→ **Supplied data**:
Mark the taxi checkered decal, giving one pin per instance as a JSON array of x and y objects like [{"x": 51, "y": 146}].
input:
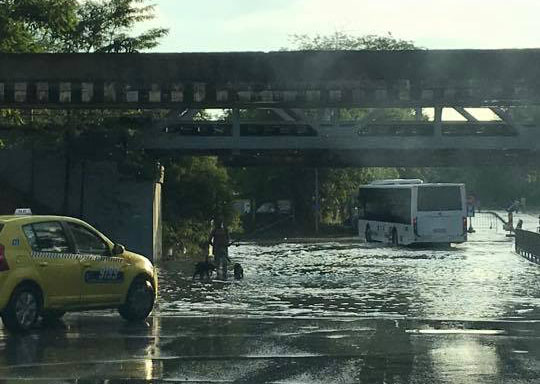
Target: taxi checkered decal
[{"x": 74, "y": 256}]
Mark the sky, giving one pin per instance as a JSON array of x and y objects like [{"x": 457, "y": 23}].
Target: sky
[{"x": 266, "y": 25}]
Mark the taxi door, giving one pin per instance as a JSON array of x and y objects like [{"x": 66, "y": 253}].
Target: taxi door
[
  {"x": 103, "y": 276},
  {"x": 55, "y": 261}
]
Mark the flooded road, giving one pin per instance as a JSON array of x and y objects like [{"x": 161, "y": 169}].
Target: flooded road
[{"x": 331, "y": 312}]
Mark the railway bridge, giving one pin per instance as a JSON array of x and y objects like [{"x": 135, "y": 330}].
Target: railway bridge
[{"x": 303, "y": 92}]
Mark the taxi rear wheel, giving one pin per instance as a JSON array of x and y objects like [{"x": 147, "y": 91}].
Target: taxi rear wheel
[
  {"x": 22, "y": 311},
  {"x": 139, "y": 301}
]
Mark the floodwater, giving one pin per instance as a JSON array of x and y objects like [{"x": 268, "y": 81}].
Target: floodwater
[{"x": 333, "y": 312}]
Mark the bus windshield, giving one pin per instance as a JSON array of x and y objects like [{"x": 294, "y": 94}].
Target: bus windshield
[{"x": 439, "y": 198}]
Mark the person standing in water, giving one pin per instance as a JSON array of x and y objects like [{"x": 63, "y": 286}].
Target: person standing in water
[{"x": 220, "y": 241}]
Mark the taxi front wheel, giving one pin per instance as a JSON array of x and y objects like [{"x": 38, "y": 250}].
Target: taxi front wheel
[
  {"x": 139, "y": 301},
  {"x": 22, "y": 311}
]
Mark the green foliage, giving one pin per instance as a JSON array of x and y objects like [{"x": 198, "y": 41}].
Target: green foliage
[
  {"x": 35, "y": 25},
  {"x": 104, "y": 27},
  {"x": 343, "y": 41},
  {"x": 73, "y": 26},
  {"x": 197, "y": 190},
  {"x": 337, "y": 186}
]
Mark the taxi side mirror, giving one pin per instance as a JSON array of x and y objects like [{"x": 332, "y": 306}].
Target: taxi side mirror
[{"x": 118, "y": 249}]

→ **Your task**:
Render all of the material above as a Markdown table with the columns Row and Line, numbering each nonblank line in order and skipping blank lines. Omit the pictures from the table.

→ **Reply**:
| Row | Line |
|---|---|
| 1 | Mark the taxi checkered decal, giving one pin per instance as a JSON array of x and y objects like [{"x": 51, "y": 146}]. |
| 2 | input: |
| 3 | Target: taxi checkered decal |
| 4 | [{"x": 74, "y": 256}] |
| 5 | Mark the sky, giving one pin per instance as a JSON array of x and y objects like [{"x": 457, "y": 23}]. |
| 6 | Target: sky |
| 7 | [{"x": 266, "y": 25}] |
| 8 | Mark the taxi door, giving one pin per instance as a JSON array of x and y objects like [{"x": 66, "y": 253}]. |
| 9 | Target: taxi door |
| 10 | [ |
| 11 |   {"x": 103, "y": 276}, |
| 12 |   {"x": 55, "y": 261} |
| 13 | ] |
| 14 | Mark the flooded road, giving one pin per instance as a JSON array of x and y objects like [{"x": 161, "y": 169}]. |
| 15 | Target: flooded road |
| 16 | [{"x": 331, "y": 312}] |
| 17 | Mark the railway bridge, giving one pin per instance as a JSON array of x and y objects like [{"x": 135, "y": 330}]. |
| 18 | Target: railway bridge |
| 19 | [{"x": 303, "y": 92}] |
| 20 | Mark the taxi rear wheel, giving one pin per instance as a JSON array of x and y objects like [{"x": 147, "y": 91}]. |
| 21 | Target: taxi rear wheel |
| 22 | [ |
| 23 |   {"x": 22, "y": 311}, |
| 24 |   {"x": 139, "y": 301} |
| 25 | ] |
| 26 | Mark the floodwater, giving one pin per instance as a JSON array of x and y objects like [{"x": 268, "y": 81}]. |
| 27 | Target: floodwater |
| 28 | [{"x": 333, "y": 312}] |
| 29 | Mark the bus windshield, giving one pin per instance as a JSON array of x and y objects like [{"x": 294, "y": 94}]. |
| 30 | Target: bus windshield |
| 31 | [{"x": 439, "y": 198}] |
| 32 | Mark the person standing in water, giving one pin per instance as a JSON array of x and y objects like [{"x": 63, "y": 286}]. |
| 33 | Target: person standing in water |
| 34 | [{"x": 220, "y": 241}] |
| 35 | Mark the taxi front wheel, giving one pin per instance as a JSON array of x and y objects like [{"x": 38, "y": 250}]. |
| 36 | Target: taxi front wheel |
| 37 | [ |
| 38 |   {"x": 139, "y": 301}, |
| 39 |   {"x": 22, "y": 311} |
| 40 | ] |
| 41 | Mark the green foliage, giving one pin per instance as a JSON array of x and y objects like [{"x": 198, "y": 41}]. |
| 42 | Target: green foliage |
| 43 | [ |
| 44 |   {"x": 35, "y": 25}, |
| 45 |   {"x": 104, "y": 27}, |
| 46 |   {"x": 343, "y": 41}, |
| 47 |   {"x": 73, "y": 26}, |
| 48 |   {"x": 197, "y": 190}, |
| 49 |   {"x": 337, "y": 186} |
| 50 | ] |
| 51 | Mark the taxi side mirror, giving one pin per instance as a JSON array of x and y objects like [{"x": 332, "y": 306}]. |
| 52 | Target: taxi side mirror |
| 53 | [{"x": 118, "y": 249}] |